Exercise passage section start
Verbatim, as delivered

Mr. Speaker, in Iraq today a misguided war is raging in our country’s name. We in this Congress and the American people across the country are filled with admiration for the heroism and sacrifice of our soldiers on the battlefield. But we cannot fathom the mindless stubbornness of the Administration, fixated on illusory aims. It is pathologically preoccupied with pursuing them, despite all the evidence of how destructive the situation has become.

Mr. Speaker, we have seen this movie before – quite literally, as any classic film buff knows: “The Bridge on The River Kwai,” an Academy Award-winning tale based on real events in World War Two. Alec Guinness plays a British colonel mesmerized and hypnotized by the goal of building a bridge that will last through the ages, even though doing so will only strengthen the enemy. For a while Alec Guinness persuades his fellow prisoners of war that completing his weird project will leave a legacy of which they can be proud. But it soon becomes clear that the real goal is to build a monument to himself, as he looks back on his few true achievements in life.

At one point, this antihero tells his men, “We can teach these barbarians a lesson in Western methods and efficiency that will put them to shame.” Mr. Speaker, at this point the audience knows where the real shame lies.
Exercise passage section end
■ **What you are asked to do**: Write the next passage of the floor speech on the Iraq war, picking up after its last sentence. The items after this speech come from a separate source.
Provided data section start
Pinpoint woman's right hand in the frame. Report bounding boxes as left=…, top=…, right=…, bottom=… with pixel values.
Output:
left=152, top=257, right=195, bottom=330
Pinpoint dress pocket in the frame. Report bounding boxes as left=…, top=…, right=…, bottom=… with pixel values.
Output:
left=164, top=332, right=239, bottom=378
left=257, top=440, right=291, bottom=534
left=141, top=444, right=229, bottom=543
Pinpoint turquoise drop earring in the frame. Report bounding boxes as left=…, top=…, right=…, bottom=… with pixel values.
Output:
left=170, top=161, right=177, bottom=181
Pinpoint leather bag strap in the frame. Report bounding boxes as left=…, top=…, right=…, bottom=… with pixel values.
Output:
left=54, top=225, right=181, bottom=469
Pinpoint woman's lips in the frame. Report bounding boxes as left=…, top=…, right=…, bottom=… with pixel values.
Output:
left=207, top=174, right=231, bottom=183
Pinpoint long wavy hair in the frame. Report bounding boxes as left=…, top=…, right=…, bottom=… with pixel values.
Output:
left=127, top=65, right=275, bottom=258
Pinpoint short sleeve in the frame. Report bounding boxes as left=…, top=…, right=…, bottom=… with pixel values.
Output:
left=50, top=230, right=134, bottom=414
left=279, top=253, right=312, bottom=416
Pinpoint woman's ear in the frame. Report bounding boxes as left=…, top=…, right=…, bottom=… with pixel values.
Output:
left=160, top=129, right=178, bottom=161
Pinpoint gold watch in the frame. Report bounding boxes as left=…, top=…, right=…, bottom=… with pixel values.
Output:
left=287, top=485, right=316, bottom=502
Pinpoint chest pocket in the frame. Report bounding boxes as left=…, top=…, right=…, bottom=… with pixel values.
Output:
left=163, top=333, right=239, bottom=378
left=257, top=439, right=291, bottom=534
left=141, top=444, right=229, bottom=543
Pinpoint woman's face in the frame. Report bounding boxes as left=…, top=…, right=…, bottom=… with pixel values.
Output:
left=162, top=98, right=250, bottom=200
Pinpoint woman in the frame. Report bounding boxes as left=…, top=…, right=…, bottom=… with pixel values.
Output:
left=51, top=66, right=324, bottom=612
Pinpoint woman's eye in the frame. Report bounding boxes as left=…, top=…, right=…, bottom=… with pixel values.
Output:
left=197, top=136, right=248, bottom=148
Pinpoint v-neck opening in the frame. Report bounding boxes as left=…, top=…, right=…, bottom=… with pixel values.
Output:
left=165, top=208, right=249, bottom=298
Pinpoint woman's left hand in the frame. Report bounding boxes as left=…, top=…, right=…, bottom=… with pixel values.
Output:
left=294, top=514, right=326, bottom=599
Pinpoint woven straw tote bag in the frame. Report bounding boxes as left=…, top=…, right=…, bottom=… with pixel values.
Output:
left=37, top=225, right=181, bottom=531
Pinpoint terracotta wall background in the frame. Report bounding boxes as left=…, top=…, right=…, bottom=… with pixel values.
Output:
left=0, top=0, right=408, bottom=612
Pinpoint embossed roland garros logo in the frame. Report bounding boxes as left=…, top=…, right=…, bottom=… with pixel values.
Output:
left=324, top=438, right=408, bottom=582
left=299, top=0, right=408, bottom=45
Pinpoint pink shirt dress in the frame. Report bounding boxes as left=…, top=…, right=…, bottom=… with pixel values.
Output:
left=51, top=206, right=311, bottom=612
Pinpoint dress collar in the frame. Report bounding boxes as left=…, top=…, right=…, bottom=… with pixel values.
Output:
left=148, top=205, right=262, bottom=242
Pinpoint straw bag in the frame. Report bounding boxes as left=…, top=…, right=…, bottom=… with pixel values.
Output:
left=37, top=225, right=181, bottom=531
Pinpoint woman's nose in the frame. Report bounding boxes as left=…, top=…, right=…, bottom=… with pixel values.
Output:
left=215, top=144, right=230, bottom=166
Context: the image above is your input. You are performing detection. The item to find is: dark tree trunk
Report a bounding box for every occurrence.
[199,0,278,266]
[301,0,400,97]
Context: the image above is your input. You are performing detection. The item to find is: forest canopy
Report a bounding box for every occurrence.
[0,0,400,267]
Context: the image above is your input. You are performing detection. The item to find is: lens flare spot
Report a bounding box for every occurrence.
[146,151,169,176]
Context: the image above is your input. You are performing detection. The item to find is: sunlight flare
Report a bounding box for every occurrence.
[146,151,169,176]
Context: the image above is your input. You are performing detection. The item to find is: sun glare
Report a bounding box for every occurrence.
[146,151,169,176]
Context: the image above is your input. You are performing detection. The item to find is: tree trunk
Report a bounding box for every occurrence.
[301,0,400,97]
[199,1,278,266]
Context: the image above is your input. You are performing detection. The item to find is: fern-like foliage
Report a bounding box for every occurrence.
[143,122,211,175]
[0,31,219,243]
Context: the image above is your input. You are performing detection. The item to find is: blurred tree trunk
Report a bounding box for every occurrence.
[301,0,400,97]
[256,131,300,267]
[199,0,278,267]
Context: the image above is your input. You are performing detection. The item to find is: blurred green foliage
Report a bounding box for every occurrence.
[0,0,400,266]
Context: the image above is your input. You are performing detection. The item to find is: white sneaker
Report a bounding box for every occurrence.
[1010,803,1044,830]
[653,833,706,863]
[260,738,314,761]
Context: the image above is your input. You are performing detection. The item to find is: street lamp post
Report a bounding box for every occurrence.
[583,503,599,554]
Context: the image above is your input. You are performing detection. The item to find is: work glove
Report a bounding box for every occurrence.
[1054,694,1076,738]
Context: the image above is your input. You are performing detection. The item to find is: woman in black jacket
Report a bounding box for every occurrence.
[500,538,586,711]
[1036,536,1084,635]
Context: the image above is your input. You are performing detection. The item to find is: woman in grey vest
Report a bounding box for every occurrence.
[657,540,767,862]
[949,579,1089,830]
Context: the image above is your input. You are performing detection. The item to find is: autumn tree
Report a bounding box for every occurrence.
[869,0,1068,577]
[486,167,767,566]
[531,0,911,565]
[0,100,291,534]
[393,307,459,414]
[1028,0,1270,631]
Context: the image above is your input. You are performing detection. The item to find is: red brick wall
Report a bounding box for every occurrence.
Provided data section end
■ **Written response**:
The American people know that what happens by our hand in Iraq will be our legacy. We are no longer willing to tolerate keeping our sons and daughters in the midst of a sectarian civil war. The war in Iraq as launched by an Administration using faulty intelligence and mesmerized by a dream of some sort of monument to democracy in the Middle East, with Iraq at its center. It is past time to stop enabling the construction of this folly.

The legislation before us directs that the redeployment of U.S. forces in Iraq be carried out in a safe and orderly manner. It sets a time certain by which that should start. And it is clearly intended to bring about a major reduction in our troop presence by April of next year.

And in the meantime, our legislation will compel the Administration to come up with something which, amazingly enough, to date it hasn’t had: a comprehensive strategy for Iraq addressing our national security interests not only there, but in the entire region, and the ways to maintain our interests even as this redeployment is carried out.

Mr. Speaker, today the Administration issued its interim report on the troop escalation in Iraq. Though the White House chooses to focus on the benchmarks that have been met in what it calls a “satisfactory” way, the assessment in fact shows that Iraq has made unsatisfactory progress on half of the 18 political and military goals that Congress set for Iraq this spring.

The people of Iraq and our fighting forces there know the situation all too well. The index of progress that they face each day tells them much more than a 25-page report can ever say. With every car bomb that takes a civilian toll, every insurgent’s bullet that finds its mark, every roadside explosive that maims or kills one of our own brave men and women in uniform, the sacrifices mount – and the result is anything but satisfactory.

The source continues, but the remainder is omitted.